>>>>>

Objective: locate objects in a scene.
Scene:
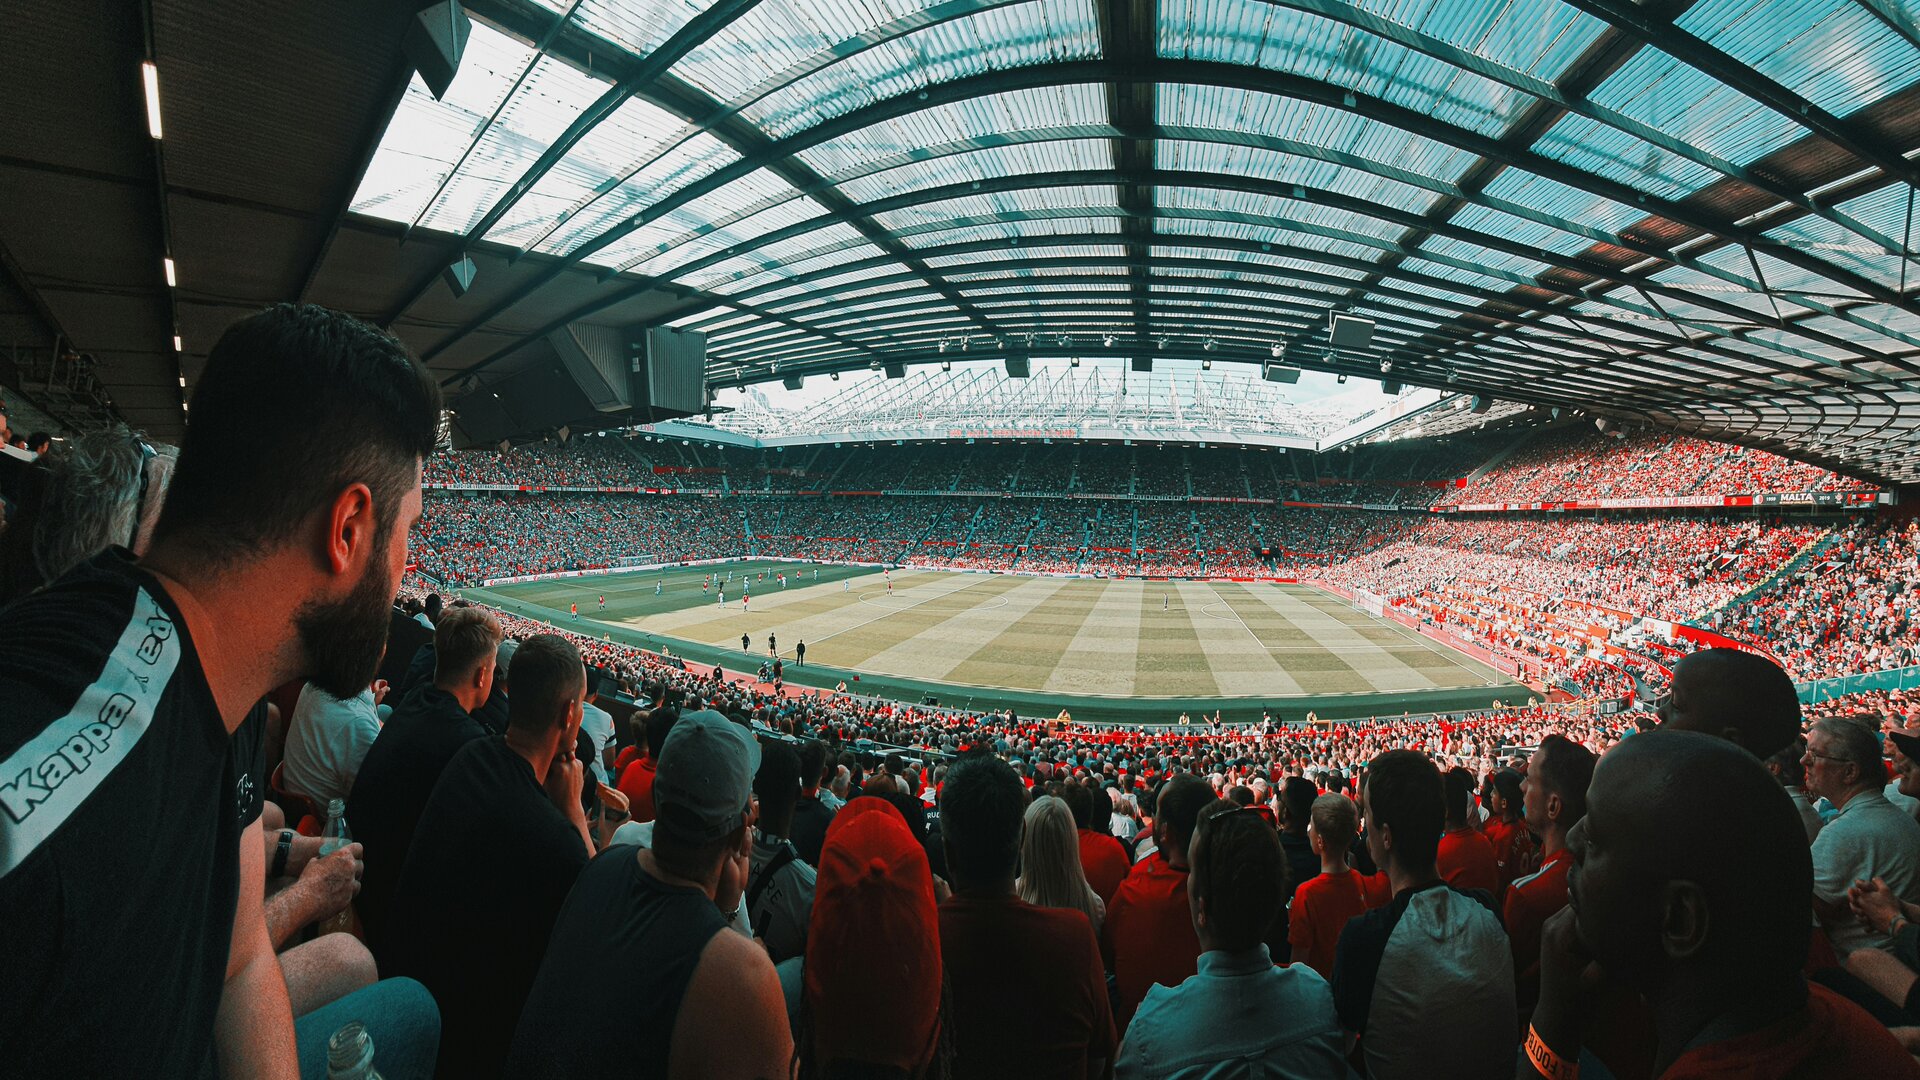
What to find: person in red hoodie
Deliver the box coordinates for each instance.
[1103,774,1215,1031]
[1065,781,1131,906]
[1288,793,1372,979]
[1438,766,1499,896]
[1524,731,1920,1080]
[1507,735,1596,1023]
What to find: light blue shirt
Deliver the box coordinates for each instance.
[1116,945,1356,1080]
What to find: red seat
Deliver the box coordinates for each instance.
[269,763,322,836]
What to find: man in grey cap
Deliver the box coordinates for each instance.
[506,711,791,1079]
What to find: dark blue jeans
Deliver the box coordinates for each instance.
[296,976,440,1080]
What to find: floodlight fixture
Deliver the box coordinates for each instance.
[163,257,177,288]
[141,61,163,138]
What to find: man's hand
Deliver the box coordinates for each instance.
[371,678,391,707]
[546,752,585,814]
[298,842,364,921]
[1851,876,1904,934]
[1530,905,1606,1062]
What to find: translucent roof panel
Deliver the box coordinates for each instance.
[350,23,540,227]
[1159,83,1483,186]
[1476,168,1651,241]
[573,0,705,59]
[924,243,1125,269]
[1155,181,1415,244]
[1347,0,1610,83]
[1533,112,1722,201]
[413,53,609,236]
[1583,45,1807,168]
[1677,0,1920,117]
[734,0,1102,140]
[834,139,1115,205]
[1154,216,1389,265]
[671,0,948,105]
[870,186,1123,232]
[1162,0,1536,138]
[1762,183,1911,289]
[581,168,802,272]
[481,96,688,249]
[1154,139,1444,218]
[534,132,740,257]
[898,216,1124,250]
[795,84,1111,177]
[1154,243,1367,282]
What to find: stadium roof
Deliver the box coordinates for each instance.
[5,1,1920,482]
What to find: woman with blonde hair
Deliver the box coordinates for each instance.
[1017,795,1106,934]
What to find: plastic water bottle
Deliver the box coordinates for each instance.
[326,1020,382,1080]
[318,798,355,935]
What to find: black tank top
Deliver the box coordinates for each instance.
[504,845,728,1079]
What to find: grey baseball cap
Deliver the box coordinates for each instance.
[653,709,761,842]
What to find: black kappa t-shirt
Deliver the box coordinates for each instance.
[0,548,263,1078]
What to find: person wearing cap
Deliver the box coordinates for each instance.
[505,710,790,1079]
[1804,716,1920,957]
[746,741,817,965]
[1525,731,1920,1080]
[1885,721,1920,823]
[799,798,948,1078]
[384,633,593,1080]
[1764,736,1825,843]
[1117,801,1352,1078]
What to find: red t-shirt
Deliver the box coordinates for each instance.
[939,894,1116,1080]
[1662,982,1920,1079]
[1359,871,1392,909]
[1078,829,1132,906]
[1437,827,1500,896]
[1482,817,1534,894]
[616,756,656,824]
[1101,851,1202,1032]
[1504,848,1571,1017]
[1287,868,1369,979]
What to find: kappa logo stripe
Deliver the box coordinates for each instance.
[0,588,180,878]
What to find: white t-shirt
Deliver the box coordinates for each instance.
[580,701,614,787]
[281,684,382,809]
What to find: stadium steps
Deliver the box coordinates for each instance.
[1707,530,1843,617]
[1465,426,1547,484]
[1068,447,1083,492]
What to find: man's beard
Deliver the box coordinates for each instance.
[296,553,397,699]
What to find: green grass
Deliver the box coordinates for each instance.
[470,562,1525,724]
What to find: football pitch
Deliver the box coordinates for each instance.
[470,560,1518,719]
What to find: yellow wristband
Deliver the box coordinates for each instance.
[1526,1025,1579,1080]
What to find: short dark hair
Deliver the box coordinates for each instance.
[433,607,501,684]
[1281,776,1317,832]
[153,303,440,563]
[506,634,584,735]
[939,755,1027,883]
[1226,785,1255,807]
[1493,768,1524,808]
[798,739,829,789]
[1445,767,1476,825]
[1534,735,1597,826]
[1767,736,1808,788]
[1156,775,1215,852]
[754,740,802,822]
[1190,802,1286,951]
[645,706,680,759]
[1365,750,1445,871]
[1060,780,1099,831]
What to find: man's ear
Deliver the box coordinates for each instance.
[1661,880,1710,961]
[323,482,377,576]
[1545,791,1564,828]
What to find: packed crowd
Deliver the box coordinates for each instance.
[1458,427,1877,502]
[412,494,745,585]
[1719,520,1920,681]
[9,303,1920,1079]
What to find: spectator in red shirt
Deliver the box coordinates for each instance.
[1065,782,1132,905]
[1657,648,1802,760]
[1104,775,1215,1031]
[938,755,1115,1079]
[1482,769,1535,896]
[1507,735,1596,1024]
[1438,767,1499,896]
[1526,730,1920,1080]
[1289,793,1371,979]
[615,706,675,824]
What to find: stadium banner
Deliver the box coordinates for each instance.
[424,482,693,495]
[1436,491,1883,513]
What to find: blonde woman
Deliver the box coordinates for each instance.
[1017,795,1106,934]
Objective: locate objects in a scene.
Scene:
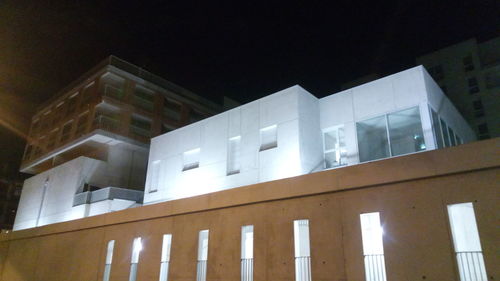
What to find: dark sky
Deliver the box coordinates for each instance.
[0,0,498,175]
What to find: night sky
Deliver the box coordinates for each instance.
[0,0,498,175]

<<<<<

Could you count how many lines of the listing above contain the word "grey" and give only that number?

2